**Short task:** In the lines below, find the one that contains "Where can the blonde hair" and write it out exactly, along with every line that follows it.

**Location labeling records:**
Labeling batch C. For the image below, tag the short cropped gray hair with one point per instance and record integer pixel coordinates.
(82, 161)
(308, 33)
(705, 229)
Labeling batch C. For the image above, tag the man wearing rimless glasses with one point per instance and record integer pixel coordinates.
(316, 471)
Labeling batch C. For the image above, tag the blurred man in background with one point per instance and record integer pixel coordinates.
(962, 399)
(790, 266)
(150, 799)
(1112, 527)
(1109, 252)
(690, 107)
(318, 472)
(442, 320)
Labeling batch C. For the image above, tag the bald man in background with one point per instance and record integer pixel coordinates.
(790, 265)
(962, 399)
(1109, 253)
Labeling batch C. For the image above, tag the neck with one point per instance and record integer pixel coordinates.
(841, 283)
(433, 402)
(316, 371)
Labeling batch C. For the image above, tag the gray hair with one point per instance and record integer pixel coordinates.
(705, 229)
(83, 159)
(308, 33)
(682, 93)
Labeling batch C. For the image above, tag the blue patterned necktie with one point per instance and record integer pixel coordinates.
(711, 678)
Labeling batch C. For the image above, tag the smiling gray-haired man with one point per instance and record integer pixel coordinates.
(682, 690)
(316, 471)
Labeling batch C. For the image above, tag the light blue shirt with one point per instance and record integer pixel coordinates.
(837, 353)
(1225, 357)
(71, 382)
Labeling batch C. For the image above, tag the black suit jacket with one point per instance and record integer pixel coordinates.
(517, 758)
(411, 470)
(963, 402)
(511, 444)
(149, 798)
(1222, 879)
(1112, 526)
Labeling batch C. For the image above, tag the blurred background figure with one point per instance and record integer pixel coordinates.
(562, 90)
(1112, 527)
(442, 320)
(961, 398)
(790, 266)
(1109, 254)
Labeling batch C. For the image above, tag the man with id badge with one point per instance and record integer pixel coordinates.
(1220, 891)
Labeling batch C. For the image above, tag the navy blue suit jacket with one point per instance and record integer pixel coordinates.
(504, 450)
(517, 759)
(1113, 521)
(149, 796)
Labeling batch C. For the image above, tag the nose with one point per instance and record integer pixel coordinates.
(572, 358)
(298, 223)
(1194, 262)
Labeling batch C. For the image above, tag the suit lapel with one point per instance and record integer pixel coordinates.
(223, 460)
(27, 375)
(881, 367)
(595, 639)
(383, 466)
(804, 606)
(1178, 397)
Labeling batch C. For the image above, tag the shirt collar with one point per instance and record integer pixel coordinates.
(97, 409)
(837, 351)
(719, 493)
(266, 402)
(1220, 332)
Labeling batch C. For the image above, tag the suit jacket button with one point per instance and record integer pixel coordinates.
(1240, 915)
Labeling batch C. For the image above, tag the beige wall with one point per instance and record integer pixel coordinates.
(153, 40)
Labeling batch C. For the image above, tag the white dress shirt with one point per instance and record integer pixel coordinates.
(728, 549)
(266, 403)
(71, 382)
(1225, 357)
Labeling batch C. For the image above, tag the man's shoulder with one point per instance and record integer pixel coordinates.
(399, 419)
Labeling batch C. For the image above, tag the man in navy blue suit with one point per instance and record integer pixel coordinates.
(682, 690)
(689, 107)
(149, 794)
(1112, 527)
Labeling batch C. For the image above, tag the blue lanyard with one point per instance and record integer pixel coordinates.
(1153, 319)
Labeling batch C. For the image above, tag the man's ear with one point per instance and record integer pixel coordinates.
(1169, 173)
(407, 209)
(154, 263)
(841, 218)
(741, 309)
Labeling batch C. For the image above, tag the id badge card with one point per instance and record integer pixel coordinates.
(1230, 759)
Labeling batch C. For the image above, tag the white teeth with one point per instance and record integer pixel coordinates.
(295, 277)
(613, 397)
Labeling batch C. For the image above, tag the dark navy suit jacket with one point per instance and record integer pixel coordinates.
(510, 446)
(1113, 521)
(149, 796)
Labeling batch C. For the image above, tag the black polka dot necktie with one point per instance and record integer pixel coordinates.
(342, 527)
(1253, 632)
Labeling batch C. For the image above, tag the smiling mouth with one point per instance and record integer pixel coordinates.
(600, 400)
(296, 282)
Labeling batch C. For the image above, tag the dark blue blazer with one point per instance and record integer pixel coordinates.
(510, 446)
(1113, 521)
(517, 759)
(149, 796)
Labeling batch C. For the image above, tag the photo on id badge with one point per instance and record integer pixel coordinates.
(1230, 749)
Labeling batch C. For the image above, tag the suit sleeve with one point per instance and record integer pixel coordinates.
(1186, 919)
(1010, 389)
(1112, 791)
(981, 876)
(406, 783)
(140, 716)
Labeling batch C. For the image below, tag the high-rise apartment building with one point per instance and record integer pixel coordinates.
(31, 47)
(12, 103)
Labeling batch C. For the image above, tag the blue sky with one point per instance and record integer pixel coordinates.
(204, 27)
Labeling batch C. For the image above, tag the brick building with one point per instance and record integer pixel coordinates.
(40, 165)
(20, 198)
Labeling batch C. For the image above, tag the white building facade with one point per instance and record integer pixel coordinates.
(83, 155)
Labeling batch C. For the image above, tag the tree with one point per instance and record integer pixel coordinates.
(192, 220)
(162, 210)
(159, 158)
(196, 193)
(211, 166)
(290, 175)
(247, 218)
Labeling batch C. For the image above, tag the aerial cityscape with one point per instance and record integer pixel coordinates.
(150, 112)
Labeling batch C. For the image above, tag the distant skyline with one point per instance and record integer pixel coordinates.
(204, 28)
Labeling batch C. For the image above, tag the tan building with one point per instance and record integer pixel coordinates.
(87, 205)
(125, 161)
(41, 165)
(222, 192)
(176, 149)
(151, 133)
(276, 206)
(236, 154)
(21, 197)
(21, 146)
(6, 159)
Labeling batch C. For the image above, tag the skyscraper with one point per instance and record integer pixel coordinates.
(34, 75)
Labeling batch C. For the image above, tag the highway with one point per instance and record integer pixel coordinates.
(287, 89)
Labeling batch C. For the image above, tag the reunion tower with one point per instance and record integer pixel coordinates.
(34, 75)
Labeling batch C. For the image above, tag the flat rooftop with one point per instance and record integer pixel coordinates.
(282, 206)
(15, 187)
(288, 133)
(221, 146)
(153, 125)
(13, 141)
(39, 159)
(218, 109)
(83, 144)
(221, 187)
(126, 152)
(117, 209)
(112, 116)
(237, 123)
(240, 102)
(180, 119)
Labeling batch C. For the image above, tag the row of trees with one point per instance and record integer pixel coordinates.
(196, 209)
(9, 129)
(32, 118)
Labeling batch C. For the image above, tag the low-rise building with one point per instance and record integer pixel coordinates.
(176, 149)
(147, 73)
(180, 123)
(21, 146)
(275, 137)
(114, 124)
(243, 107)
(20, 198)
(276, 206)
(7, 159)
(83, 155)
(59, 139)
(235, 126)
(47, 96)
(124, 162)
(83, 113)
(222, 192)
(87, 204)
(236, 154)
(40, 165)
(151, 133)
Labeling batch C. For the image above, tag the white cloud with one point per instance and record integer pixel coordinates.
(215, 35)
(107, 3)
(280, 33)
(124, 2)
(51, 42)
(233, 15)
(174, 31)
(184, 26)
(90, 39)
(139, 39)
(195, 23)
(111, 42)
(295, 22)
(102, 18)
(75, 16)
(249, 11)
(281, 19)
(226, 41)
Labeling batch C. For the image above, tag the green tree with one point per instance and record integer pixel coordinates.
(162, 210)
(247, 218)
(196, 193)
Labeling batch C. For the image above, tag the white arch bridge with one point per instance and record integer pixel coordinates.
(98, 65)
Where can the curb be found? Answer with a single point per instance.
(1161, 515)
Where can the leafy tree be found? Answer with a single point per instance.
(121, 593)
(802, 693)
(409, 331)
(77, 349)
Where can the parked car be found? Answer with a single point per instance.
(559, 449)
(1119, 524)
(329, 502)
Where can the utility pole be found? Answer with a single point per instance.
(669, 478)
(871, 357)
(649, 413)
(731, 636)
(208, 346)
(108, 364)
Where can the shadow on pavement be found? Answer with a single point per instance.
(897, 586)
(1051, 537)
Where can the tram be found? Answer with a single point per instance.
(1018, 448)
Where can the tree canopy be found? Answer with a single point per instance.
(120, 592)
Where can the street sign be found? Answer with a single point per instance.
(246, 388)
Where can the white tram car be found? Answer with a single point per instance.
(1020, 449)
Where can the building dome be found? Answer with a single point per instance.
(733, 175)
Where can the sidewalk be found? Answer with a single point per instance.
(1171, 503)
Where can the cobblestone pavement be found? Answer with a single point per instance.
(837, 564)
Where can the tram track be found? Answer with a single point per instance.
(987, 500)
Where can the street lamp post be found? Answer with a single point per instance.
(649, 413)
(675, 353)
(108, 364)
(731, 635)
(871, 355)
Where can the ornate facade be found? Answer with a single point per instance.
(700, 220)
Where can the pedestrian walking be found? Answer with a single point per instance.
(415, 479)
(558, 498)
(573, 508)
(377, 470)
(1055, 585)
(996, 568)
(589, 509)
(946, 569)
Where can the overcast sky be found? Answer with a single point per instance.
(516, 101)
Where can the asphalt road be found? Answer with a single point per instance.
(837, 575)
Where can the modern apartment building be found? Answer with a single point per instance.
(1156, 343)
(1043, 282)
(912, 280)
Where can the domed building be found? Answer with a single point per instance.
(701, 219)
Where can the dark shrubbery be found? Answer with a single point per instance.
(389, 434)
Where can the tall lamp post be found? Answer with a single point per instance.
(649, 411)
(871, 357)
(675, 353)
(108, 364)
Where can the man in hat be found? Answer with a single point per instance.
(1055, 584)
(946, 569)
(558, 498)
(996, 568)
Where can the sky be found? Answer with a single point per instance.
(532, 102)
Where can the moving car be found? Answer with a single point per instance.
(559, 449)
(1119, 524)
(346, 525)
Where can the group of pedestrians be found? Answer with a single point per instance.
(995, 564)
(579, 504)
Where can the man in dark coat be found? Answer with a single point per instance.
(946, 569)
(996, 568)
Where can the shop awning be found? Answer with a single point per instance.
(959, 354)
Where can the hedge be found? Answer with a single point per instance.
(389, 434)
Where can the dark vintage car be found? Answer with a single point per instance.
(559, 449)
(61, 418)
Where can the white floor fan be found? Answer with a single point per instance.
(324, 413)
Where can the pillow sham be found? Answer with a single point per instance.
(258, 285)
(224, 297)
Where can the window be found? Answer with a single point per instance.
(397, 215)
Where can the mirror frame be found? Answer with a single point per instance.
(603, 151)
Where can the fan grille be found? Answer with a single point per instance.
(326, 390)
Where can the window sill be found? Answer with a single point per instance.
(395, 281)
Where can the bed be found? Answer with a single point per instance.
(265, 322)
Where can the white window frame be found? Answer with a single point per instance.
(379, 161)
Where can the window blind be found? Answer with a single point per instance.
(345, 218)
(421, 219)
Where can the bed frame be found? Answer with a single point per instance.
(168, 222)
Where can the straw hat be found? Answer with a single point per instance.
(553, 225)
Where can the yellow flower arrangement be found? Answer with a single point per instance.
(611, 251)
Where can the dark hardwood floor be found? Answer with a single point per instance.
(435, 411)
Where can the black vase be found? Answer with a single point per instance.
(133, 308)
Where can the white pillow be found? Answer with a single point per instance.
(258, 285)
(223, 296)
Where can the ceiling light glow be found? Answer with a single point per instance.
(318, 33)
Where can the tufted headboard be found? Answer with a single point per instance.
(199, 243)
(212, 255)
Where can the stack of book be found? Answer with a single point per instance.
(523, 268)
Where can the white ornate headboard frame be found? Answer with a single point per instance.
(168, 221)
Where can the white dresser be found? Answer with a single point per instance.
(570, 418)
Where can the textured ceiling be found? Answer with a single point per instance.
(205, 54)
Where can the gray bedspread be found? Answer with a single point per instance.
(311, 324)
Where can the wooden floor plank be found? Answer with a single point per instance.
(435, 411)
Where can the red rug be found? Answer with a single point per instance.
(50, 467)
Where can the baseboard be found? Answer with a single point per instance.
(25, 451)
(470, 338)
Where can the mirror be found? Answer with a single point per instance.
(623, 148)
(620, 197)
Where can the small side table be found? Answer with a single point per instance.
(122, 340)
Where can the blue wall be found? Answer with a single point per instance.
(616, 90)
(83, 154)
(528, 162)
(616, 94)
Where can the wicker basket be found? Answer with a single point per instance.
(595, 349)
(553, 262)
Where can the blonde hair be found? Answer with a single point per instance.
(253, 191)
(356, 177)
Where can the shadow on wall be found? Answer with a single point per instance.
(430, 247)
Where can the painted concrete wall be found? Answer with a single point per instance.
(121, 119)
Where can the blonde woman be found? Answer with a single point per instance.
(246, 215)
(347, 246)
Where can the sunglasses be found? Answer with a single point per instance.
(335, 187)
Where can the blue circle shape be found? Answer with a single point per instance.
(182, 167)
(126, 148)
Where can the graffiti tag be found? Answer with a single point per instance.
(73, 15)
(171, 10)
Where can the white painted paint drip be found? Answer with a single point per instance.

**Final answer:**
Where can the blonde hair be found? Answer with a single point per instance.
(253, 191)
(356, 177)
Where can the shadow on wall be found? Answer with a single point per instance.
(430, 247)
Where can the painted concrete wall be found? Answer with a single point per instance.
(121, 119)
Where can the blonde woman be found? Answer with a single point per instance.
(246, 215)
(347, 246)
Where can the sunglasses be found? Answer with a single point per instance.
(335, 187)
Where can the blue circle shape be found? Answer with a single point per instance.
(182, 167)
(126, 148)
Where can the graffiti tag be found? Answer with a single point per instance.
(73, 15)
(171, 10)
Where can the white painted paint drip be found? Answer with a single point per instance.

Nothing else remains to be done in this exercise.